Please rewrite everything from the line containing "Guideline: the keypoint for each instance of the chimney" down to the last line below, keeping every line, and rescale each point coordinate by multiplying it by 1.55 and rounding to the nearest whole number, with halves rounded up.

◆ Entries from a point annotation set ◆
◆ ◆ ◆ ◆

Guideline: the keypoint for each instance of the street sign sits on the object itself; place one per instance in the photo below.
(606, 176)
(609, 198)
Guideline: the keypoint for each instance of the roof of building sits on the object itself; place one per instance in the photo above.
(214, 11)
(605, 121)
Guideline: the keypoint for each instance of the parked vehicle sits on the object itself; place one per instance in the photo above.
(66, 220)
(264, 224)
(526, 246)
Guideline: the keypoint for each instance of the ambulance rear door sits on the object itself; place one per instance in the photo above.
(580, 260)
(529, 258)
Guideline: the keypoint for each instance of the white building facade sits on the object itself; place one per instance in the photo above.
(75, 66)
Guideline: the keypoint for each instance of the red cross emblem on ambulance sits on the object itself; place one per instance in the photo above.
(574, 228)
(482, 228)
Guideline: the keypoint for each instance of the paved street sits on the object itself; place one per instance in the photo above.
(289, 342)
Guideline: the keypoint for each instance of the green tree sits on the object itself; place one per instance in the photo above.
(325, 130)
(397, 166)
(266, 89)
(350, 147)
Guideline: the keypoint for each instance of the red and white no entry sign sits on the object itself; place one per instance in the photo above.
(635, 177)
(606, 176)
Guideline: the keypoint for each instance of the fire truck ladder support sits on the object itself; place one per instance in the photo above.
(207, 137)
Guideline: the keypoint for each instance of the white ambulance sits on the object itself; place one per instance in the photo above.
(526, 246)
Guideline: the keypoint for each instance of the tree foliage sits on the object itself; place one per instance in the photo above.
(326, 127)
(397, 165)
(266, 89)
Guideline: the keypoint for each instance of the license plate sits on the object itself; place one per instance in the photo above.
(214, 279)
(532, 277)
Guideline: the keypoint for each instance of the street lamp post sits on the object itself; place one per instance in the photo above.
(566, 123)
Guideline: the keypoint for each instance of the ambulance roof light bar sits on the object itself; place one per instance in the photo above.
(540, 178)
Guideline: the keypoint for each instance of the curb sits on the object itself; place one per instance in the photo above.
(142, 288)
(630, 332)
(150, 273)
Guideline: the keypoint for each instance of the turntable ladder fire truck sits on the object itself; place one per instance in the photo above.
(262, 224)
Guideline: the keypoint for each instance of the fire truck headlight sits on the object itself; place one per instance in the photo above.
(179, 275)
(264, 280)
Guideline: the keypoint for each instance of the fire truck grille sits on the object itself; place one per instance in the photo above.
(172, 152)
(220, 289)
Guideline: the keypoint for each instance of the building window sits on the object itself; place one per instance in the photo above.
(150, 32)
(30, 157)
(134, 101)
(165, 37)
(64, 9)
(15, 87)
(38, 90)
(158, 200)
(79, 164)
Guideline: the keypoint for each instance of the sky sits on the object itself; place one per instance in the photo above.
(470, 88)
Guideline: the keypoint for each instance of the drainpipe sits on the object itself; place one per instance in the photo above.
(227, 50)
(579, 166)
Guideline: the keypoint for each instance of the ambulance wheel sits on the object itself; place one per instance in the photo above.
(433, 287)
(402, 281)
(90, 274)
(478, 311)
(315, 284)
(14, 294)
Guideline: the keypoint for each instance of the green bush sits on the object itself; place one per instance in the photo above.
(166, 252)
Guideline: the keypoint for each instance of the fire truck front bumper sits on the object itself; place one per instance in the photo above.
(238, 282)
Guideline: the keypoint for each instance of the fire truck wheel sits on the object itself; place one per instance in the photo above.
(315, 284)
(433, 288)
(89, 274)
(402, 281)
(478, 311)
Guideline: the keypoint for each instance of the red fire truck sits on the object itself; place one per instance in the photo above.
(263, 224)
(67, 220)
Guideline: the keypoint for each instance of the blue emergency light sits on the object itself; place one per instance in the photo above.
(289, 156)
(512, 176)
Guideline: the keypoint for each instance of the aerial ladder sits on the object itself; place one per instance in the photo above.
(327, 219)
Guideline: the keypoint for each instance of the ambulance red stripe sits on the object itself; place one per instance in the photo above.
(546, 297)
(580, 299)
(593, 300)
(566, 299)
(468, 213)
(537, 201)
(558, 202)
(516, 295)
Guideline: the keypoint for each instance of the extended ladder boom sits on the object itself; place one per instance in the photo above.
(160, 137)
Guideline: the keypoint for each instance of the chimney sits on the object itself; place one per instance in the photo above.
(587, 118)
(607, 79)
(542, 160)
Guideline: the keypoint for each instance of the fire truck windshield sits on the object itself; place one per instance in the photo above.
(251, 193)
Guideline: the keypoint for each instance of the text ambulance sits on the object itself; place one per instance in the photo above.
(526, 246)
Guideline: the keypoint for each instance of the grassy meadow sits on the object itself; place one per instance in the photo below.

◆ ◆ ◆ ◆

◆ Response to the task ◆
Guideline: the keypoint for each instance of the chimney sits on the object itself; place one per instance in the photo above.
(910, 183)
(941, 122)
(840, 248)
Guideline: the keypoint for each instance of the fire truck windshield sits on the object itself; place one per instance in the photo above.
(389, 299)
Guideline: the keypoint for each instance of the text ambulance sits on the object itself; place one per instance in the photo above.
(815, 381)
Guideline: the keypoint for each instance of the grassy meadow sits on the object itself; place one per instance in the photo below.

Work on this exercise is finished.